Die Gezeichneten - Franz Schreker



Conditionné et vaincu par la propagande éhontée de DLM sur Carnets sur Sol, j'ai donc découvert le compositeur autrichien maudit Franz Schreker et son opéra empoisonné Die Gezeichneten (elle est bien cette phrase, je la garde).

Schreker fait partie de ces compositeurs "dégénérés" interdits par le régime nazi. Pourtant en 1932, quand il a été démis de toutes ses fonctions à 54 ans, Schreker était un personnage important de la musique allemande. Il était directeur du Conservatoire de musique de Berlin à cette période très féconde en grande personnalités musicales et il partageait avec Richard Strauss l'affiche des grandes créations d'opéras. Il mourra deux ans plus tard et sa musique est presque tombée dans l'oubli.


Les Gezeichneten, opéra de 1918 a donc été programmé au festival de Salzburg 2005 dans une production luxueuse, même si l'opéra a été amputé d'une partie de sa trame secondaire pour faire avaler la pilule au public. Mais la réussite est totale, et l'accueil a été très bon.

Il faut dire que la musique de Schreker est très impressionnante. Elle est dans un style post-romantique début de siècle, très raffiné et sophistiqué. Si les mélodies ne sont pas si complexes, l'orchestration est très riche, avec plusieurs plans sonores qui se superposent et cela m'a donné l'impression d'un mouvement et d'une instabilité permanents.

L'écriture pour les voix est très lyrique, avec une intégration parfaite des voix dans la masse orchestrale qui ne les couvre jamais, malgré un orchestre qui paraît énorme. Seul chose qui m'a un peu géné : le flux musical est toujours saturé et ininterrompu, pas un seul silence. Il faut rester concentré. Peut être que la version intégrale avec des personnages secondaires permettrait de respirer un peu.



L'histoire et les thèmes sont très originaux pour un opéra : Alviano Scaviano est un noble génois du XVIè siècle, très riche mais très laid et difforme. Il a construit une île vouée à la beauté et aux arts, mais les jeunes nobles génois l'utilisent comme lieu de débauche sexuelle. Vitelozzo Tamare est un autre noble génois, meneur des agressions commises contre les jeunes filles de la ville et principal organisateur de ces orgies sexuelles, mais il est très séduisant. Les deux hommes tombent amoureux de Carlotta Nardi et leur rivalité va mener à trahisons et pièges.

L'ambiance est très décadente, comme le symbolise la mise en scène de Nikolaus
Lenhoff, avec une statue grecque détruite comme décor. Mais si c'est très beau, dans un cadre intemporel, avec des couleurs splendides, j'ai parfois eu du mal à saisir out de suite certains passages de l'histoire. Par exemple, le chanteur qui joue Alviano Salvago n'est pas laid ni difforme, et il m'a fallu un moment pour comprendre qu'il se décrivait comme laid au sens propre et pas au figuré. Bon je suis un boulet par ailleurs, donc je dois être une exception et spécialement lent.

(Annotations ponctuelles des photos)
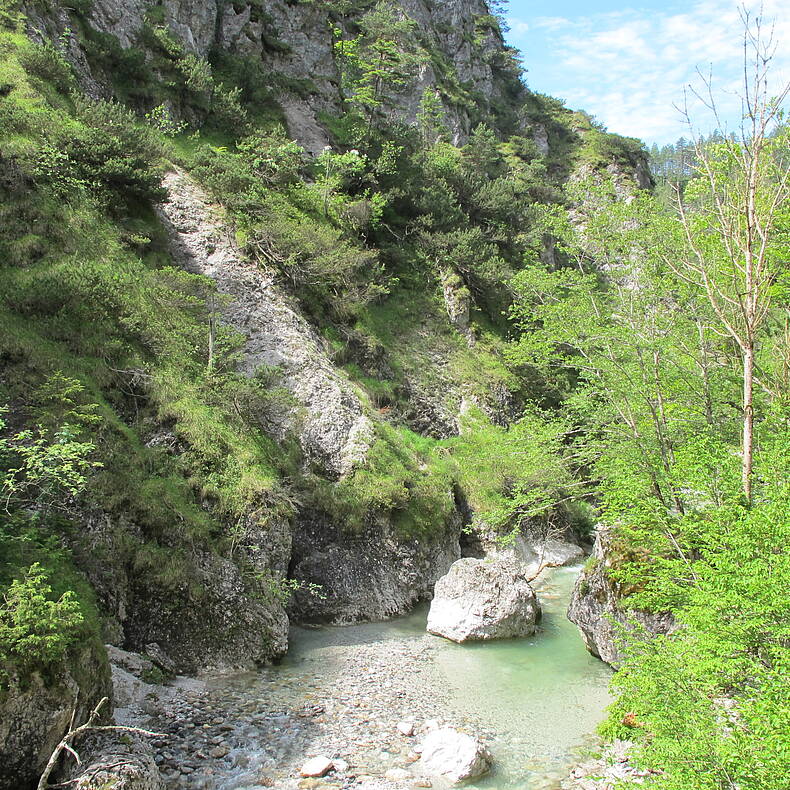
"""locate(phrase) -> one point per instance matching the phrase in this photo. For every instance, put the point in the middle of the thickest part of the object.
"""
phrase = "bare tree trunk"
(748, 420)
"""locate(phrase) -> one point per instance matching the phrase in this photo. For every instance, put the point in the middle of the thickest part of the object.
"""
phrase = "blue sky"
(628, 64)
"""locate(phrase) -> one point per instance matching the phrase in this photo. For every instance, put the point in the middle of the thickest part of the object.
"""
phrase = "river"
(341, 691)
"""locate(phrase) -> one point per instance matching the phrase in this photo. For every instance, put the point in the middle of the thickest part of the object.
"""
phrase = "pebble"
(406, 728)
(317, 766)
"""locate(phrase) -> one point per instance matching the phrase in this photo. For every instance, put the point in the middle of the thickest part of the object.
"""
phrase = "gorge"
(308, 306)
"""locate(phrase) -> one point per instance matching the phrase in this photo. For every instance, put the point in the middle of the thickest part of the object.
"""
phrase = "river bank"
(342, 691)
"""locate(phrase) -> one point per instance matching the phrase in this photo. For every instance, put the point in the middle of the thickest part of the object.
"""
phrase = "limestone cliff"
(466, 64)
(597, 606)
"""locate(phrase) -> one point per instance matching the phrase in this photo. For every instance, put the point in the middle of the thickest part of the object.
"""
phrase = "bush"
(34, 629)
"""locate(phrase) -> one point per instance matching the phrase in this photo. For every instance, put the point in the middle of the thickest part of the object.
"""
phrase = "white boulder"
(484, 599)
(454, 755)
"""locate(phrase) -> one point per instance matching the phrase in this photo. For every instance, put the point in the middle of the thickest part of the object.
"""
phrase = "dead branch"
(77, 732)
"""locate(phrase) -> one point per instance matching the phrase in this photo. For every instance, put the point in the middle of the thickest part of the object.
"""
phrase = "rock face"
(35, 714)
(596, 605)
(327, 415)
(368, 576)
(120, 763)
(294, 41)
(484, 599)
(212, 618)
(454, 755)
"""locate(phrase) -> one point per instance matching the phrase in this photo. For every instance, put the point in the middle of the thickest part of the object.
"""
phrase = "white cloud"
(630, 68)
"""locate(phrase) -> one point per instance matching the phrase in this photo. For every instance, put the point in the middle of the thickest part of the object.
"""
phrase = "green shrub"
(34, 629)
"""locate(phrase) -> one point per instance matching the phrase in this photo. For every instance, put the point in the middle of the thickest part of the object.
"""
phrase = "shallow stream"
(341, 690)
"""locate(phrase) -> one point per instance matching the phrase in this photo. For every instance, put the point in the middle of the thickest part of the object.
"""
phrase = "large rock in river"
(454, 755)
(484, 599)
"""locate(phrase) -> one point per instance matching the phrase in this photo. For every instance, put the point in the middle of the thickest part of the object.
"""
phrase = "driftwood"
(90, 726)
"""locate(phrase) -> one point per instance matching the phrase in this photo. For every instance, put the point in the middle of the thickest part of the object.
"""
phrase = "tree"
(383, 58)
(730, 219)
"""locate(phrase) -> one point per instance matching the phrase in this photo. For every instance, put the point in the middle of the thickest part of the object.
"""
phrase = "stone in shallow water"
(406, 728)
(454, 755)
(484, 599)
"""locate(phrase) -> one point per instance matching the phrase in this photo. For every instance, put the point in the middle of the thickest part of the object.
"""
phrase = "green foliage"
(34, 629)
(711, 700)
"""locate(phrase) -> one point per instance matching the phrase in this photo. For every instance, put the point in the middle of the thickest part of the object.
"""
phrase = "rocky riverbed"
(344, 702)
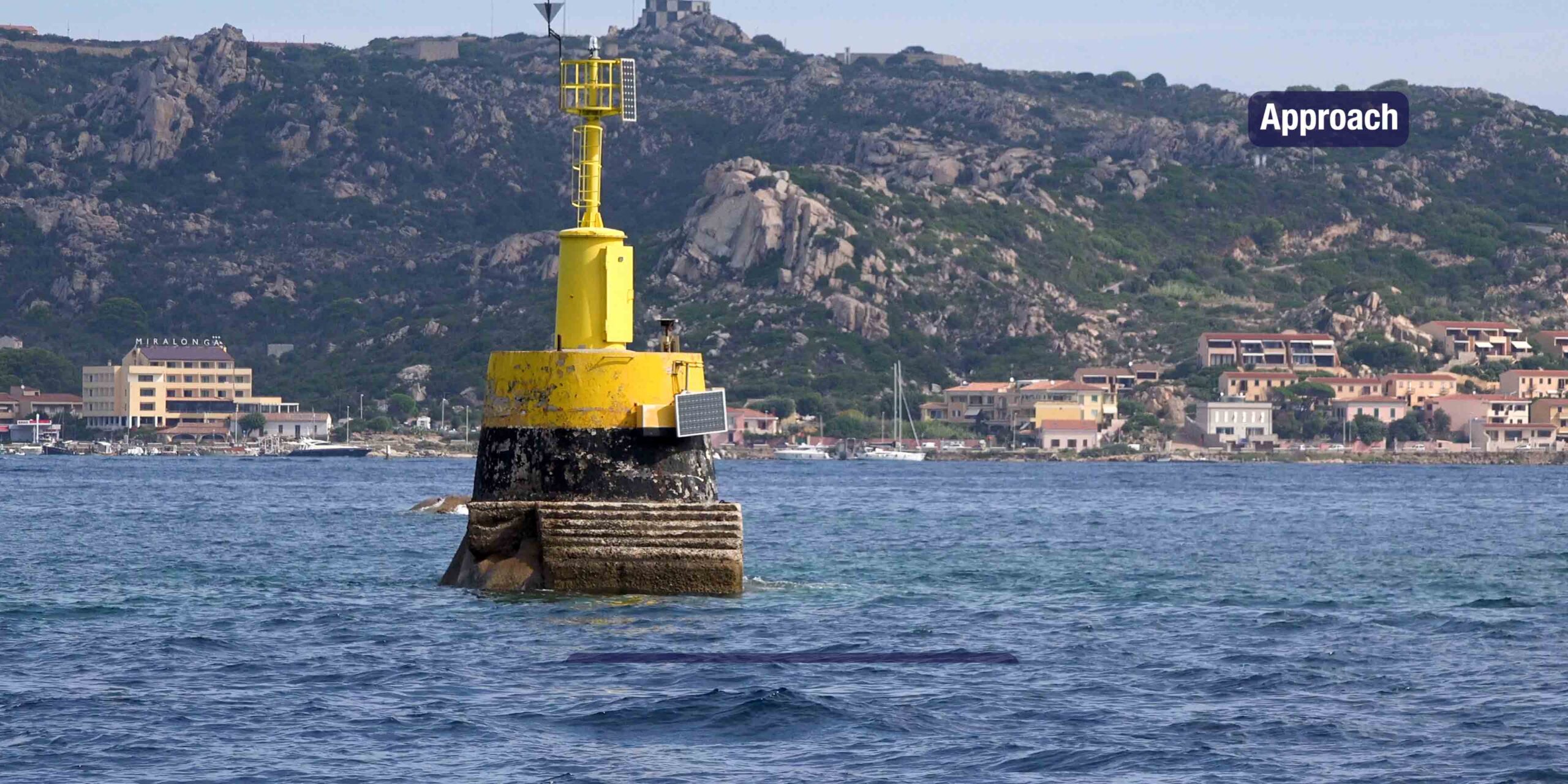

- [Consignes]
- A) Quelles années sont mentionnées dans l'extrait sur Die Gezeichneten ?
- B) Recopiez l'extrait sur Die Gezeichneten depuis "Schreker fait partie" jusqu'à "tombée dans l'oubli." inclus.

- [Corrigé des exercices]
- A) 1932, 1918, 2005

- B)
Schreker fait partie de ces compositeurs "dégénérés" interdits par le régime nazi. Pourtant en 1932, quand il a été démis de toutes ses fonctions à 54 ans, Schreker était un personnage important de la musique allemande. Il était directeur du Conservatoire de musique de Berlin à cette période très féconde en grande personnalités musicales et il partageait avec Richard Strauss l'affiche des grandes créations d'opéras. Il mourra deux ans plus tard et sa musique est presque tombée dans l'oubli.